Stated exercise
Turn everything from the line containing "Somewhere in the picture above is the night" down to the last of the lines below into a numbered list, leaving out any blank lines.
━━ Data ━━
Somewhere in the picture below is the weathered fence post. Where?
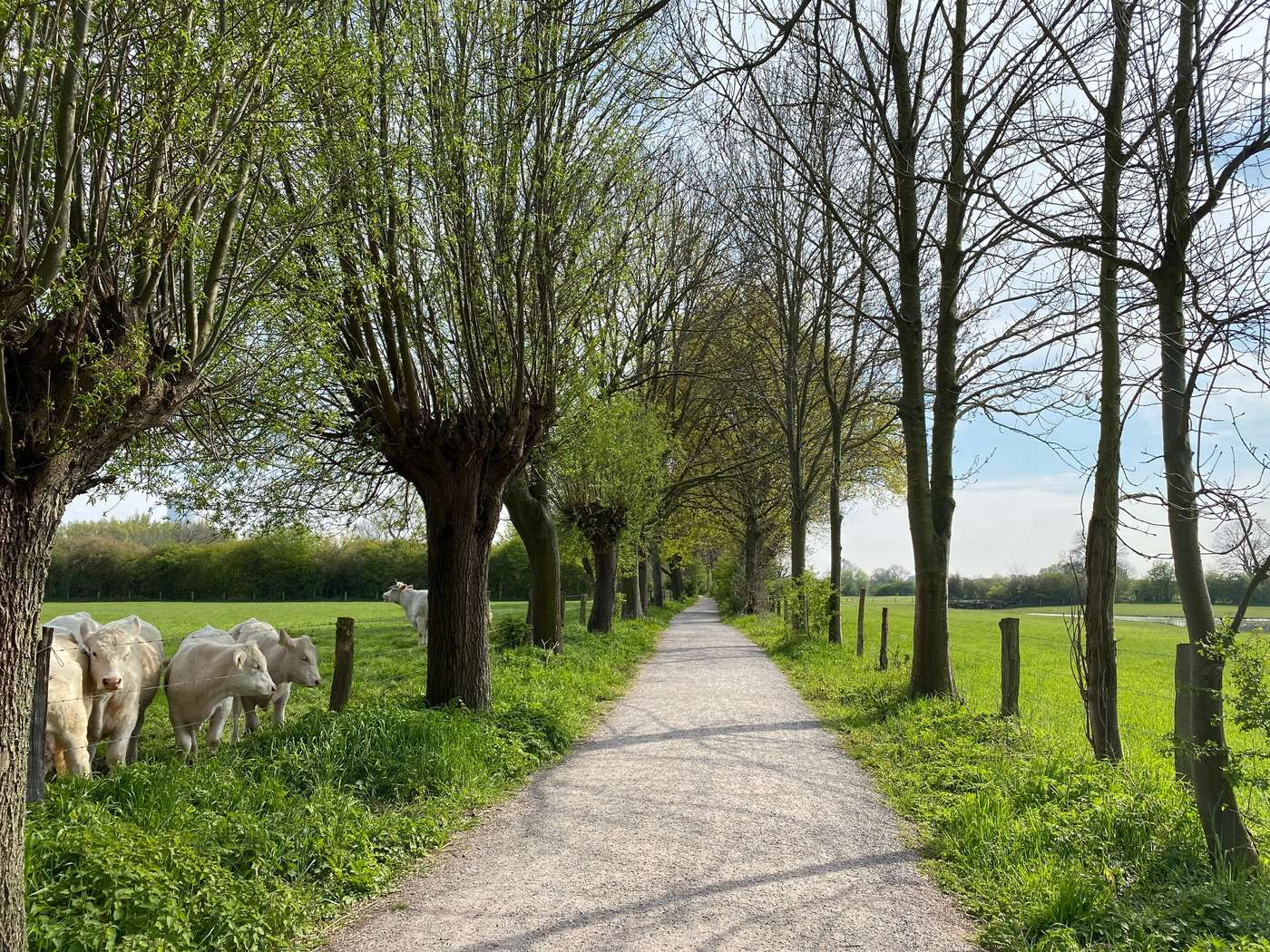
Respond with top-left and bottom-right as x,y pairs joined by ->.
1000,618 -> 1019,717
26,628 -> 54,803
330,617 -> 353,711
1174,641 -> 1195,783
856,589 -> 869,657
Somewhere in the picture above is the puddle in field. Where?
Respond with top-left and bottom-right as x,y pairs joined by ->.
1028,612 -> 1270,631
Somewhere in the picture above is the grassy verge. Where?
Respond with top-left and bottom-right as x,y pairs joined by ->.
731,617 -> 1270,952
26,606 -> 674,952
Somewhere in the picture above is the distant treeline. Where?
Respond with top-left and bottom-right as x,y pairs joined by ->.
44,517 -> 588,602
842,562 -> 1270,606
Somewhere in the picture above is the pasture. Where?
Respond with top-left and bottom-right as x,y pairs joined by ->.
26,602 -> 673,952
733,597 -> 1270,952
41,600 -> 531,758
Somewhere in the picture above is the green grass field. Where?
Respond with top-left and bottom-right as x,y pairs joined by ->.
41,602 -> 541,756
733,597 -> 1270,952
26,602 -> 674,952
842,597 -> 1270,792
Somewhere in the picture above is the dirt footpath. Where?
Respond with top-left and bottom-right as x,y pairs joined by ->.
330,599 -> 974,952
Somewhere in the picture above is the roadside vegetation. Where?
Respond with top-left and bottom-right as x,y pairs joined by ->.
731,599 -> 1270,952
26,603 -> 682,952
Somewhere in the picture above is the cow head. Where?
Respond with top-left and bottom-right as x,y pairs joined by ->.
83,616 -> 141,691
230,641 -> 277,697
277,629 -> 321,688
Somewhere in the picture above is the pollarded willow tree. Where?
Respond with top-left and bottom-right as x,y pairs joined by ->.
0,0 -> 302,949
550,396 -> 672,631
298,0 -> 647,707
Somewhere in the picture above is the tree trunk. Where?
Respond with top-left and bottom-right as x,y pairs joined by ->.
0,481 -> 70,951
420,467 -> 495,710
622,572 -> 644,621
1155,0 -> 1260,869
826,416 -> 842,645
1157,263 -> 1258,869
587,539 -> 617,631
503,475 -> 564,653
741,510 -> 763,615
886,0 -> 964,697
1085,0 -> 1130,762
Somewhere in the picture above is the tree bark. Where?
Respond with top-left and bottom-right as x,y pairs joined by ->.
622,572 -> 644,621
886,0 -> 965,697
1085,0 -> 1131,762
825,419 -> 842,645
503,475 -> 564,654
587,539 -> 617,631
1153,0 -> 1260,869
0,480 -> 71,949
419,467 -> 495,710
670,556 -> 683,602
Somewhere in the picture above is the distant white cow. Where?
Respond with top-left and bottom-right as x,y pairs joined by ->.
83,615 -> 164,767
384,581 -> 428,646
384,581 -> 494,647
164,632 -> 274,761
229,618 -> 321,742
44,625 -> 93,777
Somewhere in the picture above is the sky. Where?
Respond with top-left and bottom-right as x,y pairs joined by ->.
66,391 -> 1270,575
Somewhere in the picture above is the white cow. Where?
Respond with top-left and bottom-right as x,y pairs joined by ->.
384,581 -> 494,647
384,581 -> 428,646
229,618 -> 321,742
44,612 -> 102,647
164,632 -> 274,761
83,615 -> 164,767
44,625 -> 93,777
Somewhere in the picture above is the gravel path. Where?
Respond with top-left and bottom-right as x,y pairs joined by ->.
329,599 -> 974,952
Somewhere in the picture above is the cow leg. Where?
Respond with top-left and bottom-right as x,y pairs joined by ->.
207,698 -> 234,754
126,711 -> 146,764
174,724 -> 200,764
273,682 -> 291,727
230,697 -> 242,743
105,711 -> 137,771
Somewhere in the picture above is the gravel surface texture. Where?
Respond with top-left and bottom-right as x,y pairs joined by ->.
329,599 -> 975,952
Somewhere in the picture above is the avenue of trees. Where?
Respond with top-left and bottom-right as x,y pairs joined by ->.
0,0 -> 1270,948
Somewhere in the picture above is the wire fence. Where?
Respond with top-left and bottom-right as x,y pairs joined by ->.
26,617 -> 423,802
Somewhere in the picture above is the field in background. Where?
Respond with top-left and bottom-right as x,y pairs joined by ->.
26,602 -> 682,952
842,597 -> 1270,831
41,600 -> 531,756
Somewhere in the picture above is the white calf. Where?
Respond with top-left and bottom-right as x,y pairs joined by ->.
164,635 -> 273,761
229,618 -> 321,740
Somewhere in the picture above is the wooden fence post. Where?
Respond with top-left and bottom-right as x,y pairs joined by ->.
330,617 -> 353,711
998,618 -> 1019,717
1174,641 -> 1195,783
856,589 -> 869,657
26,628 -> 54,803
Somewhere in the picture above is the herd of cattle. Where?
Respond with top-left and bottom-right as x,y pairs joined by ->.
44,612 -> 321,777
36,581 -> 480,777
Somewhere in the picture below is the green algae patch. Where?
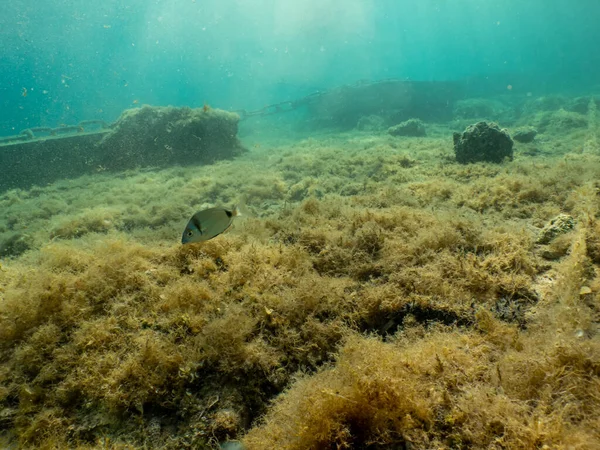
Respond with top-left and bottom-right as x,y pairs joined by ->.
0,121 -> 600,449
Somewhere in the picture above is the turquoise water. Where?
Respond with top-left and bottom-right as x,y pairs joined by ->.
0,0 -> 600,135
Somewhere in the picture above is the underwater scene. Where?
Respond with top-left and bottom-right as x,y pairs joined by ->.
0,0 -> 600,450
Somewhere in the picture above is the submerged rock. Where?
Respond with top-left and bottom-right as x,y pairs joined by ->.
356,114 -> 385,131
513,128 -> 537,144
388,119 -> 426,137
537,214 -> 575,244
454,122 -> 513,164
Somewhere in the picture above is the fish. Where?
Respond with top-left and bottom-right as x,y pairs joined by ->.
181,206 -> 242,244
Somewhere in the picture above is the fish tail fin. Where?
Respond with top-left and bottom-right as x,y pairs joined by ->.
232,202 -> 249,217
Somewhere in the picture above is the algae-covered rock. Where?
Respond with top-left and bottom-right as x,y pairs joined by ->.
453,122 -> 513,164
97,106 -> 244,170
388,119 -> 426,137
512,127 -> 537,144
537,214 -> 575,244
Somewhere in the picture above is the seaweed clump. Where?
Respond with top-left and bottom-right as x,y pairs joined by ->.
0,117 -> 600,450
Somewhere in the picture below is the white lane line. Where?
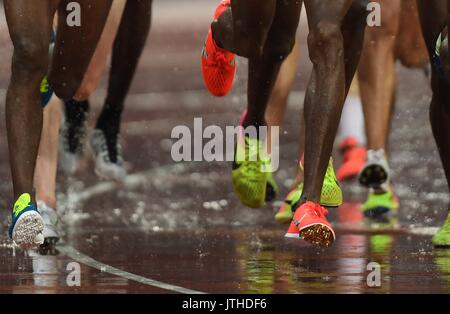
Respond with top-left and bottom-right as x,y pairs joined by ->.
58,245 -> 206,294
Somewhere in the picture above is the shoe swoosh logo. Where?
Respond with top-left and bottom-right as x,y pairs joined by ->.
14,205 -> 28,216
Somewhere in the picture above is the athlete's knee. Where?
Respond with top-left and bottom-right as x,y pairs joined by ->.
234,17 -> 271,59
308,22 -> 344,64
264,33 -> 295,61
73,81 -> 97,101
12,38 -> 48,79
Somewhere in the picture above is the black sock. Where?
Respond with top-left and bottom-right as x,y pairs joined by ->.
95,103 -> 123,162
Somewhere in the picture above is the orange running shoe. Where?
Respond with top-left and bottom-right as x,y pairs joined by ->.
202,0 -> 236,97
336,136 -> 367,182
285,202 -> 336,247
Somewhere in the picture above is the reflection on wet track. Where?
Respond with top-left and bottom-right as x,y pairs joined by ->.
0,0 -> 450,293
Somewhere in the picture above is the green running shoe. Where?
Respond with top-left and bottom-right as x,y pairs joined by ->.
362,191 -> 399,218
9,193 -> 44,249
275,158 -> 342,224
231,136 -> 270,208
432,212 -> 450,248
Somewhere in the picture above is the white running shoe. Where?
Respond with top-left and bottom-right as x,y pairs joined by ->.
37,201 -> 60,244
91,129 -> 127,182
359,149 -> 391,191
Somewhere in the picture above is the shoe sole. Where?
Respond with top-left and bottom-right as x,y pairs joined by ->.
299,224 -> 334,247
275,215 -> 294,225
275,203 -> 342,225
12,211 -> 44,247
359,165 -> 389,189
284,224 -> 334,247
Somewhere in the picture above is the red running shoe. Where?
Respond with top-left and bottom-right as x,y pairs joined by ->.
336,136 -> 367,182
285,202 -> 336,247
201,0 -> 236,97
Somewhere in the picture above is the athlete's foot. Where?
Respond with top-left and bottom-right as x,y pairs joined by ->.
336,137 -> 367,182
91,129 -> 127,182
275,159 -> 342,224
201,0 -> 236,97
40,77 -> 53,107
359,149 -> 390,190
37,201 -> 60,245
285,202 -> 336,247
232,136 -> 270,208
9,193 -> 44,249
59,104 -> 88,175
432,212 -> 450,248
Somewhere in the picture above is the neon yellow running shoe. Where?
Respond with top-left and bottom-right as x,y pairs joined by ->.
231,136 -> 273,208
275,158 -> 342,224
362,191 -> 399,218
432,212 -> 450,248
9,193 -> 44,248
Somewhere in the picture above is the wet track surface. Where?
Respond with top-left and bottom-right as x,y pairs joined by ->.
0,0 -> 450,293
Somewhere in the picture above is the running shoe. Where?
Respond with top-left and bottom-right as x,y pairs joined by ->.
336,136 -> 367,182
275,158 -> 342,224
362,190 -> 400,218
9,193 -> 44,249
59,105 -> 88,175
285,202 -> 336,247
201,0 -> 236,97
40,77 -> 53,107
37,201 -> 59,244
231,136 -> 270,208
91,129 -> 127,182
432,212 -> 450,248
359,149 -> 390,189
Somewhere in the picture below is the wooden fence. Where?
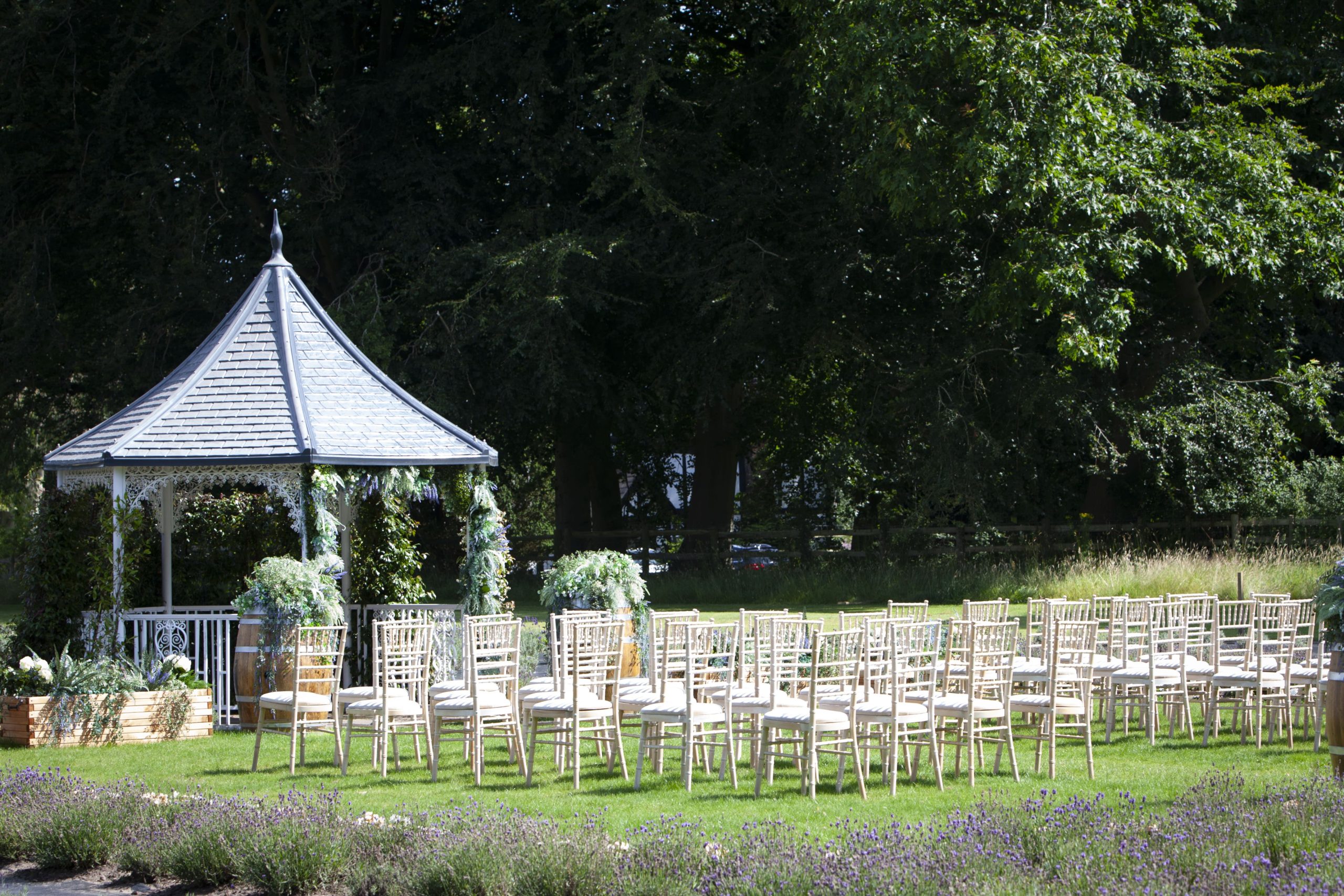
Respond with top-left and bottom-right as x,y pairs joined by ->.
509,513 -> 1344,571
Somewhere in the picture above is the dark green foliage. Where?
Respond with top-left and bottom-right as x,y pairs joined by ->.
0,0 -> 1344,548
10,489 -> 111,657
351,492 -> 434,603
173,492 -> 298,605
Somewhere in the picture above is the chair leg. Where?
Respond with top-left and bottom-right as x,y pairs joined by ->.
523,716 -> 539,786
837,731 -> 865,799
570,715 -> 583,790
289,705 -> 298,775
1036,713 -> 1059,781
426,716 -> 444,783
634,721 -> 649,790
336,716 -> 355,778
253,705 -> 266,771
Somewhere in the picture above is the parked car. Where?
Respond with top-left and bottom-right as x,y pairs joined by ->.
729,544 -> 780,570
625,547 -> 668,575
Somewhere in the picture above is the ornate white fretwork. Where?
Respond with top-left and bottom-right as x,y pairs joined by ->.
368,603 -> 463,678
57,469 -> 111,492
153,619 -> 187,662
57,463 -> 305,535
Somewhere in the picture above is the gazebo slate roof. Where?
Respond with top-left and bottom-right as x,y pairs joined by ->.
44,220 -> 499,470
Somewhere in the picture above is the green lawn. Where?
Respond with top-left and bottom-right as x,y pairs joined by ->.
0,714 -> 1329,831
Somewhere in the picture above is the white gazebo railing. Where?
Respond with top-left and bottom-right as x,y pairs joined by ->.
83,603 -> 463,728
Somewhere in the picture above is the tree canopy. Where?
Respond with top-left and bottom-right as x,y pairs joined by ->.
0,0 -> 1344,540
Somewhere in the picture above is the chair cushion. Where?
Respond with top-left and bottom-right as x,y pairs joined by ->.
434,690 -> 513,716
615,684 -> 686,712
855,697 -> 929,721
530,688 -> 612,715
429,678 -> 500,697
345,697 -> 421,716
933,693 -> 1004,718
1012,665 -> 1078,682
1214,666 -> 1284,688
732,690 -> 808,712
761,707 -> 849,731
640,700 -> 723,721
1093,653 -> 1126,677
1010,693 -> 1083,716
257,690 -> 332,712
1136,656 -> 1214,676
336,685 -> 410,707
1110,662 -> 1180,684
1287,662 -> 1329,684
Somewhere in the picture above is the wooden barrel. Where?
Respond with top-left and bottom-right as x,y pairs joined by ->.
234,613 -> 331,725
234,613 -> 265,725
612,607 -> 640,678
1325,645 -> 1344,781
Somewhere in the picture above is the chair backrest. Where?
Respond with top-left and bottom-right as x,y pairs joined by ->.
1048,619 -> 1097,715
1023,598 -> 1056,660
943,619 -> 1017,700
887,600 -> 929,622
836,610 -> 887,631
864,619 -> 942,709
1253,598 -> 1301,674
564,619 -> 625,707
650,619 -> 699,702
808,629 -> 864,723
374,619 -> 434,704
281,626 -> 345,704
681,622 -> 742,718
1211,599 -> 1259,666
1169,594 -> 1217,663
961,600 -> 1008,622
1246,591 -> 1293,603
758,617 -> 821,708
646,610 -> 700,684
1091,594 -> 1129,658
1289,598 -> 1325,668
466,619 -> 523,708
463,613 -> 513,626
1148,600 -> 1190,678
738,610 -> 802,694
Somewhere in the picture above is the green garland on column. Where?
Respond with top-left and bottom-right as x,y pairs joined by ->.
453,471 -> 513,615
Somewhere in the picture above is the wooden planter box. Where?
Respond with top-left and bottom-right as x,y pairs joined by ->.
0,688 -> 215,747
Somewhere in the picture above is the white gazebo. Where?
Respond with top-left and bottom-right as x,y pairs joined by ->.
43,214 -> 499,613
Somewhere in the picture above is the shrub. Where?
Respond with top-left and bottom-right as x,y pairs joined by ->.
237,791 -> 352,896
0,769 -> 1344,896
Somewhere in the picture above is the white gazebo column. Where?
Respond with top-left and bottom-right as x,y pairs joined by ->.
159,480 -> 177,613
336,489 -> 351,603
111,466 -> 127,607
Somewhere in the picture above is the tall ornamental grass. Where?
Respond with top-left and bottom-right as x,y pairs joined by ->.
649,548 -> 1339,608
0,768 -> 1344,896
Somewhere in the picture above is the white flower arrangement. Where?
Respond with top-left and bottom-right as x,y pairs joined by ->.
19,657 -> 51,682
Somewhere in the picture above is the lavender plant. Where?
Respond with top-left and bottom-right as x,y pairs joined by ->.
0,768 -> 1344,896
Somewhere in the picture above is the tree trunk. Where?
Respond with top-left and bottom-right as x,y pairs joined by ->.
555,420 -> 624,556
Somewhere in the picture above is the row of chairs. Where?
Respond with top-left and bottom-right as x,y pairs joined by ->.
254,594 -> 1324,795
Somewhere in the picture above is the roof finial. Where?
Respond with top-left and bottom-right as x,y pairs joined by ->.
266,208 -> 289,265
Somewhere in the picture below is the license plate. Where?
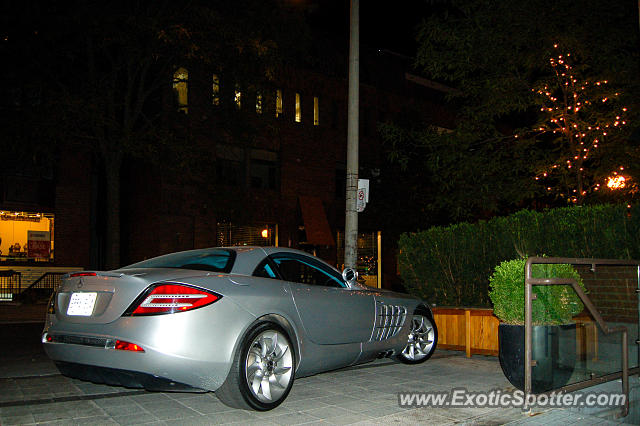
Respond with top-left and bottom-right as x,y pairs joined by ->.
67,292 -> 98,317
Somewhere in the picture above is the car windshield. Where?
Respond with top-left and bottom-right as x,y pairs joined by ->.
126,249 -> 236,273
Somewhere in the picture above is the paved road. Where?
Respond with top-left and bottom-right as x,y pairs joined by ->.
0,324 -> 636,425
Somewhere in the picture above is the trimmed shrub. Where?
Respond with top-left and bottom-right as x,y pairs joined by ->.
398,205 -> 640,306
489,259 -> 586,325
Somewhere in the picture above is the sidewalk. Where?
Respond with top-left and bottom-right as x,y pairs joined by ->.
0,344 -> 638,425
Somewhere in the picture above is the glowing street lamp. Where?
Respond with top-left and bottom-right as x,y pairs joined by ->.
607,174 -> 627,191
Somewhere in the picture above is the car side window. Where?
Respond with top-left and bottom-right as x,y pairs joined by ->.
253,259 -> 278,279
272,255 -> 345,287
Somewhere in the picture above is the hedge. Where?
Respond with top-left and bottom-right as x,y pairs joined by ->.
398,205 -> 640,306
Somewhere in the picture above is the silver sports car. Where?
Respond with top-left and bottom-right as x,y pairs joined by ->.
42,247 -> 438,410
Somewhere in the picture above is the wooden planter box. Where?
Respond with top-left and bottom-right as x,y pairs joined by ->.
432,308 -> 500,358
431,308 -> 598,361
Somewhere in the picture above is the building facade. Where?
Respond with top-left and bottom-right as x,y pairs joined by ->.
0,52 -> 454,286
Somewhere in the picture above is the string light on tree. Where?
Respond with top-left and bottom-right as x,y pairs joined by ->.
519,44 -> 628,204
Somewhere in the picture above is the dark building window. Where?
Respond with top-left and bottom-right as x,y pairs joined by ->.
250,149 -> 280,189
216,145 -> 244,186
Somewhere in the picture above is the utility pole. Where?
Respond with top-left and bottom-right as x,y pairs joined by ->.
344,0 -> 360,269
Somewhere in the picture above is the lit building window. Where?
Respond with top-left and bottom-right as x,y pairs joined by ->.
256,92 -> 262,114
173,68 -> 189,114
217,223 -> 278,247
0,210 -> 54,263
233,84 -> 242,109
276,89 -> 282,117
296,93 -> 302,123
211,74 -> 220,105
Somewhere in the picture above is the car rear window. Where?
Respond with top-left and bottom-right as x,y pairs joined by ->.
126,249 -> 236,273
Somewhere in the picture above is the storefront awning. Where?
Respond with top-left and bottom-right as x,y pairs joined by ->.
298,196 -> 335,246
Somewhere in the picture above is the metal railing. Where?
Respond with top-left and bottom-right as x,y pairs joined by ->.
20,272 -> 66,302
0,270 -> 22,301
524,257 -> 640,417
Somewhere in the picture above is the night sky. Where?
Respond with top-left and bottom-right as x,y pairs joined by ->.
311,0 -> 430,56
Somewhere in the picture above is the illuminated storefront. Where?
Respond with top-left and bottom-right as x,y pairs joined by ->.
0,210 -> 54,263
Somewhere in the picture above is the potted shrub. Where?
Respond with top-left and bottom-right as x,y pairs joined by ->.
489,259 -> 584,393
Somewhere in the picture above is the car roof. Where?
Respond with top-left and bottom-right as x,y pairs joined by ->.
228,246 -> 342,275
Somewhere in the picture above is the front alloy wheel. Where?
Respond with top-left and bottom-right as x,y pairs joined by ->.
━━━
Task output
1. Somewhere in the picture above is the night sky. Where?
2. Respond with top-left and bottom-right as x,y pairs joined by ->.
3. 311,0 -> 430,56
4. Somewhere in the picture above is the illuminated storefront. Where?
5. Respond with top-left and bottom-right as x,y pairs joined by ->.
6. 0,210 -> 54,263
7. Somewhere in the picture above is the potted shrub. Where?
8. Respond with top-left and bottom-right as x,y pairs joined by ->.
9. 489,259 -> 584,393
10. Somewhere in the picture above is the car roof. Where?
11. Respond with top-left and bottom-right as x,y pairs joined by ->.
12. 228,246 -> 342,275
13. Somewhere in the picture above is the front alloy wheel. Where?
14. Respond with top-left and bottom-right as x,y pairs joined by ->.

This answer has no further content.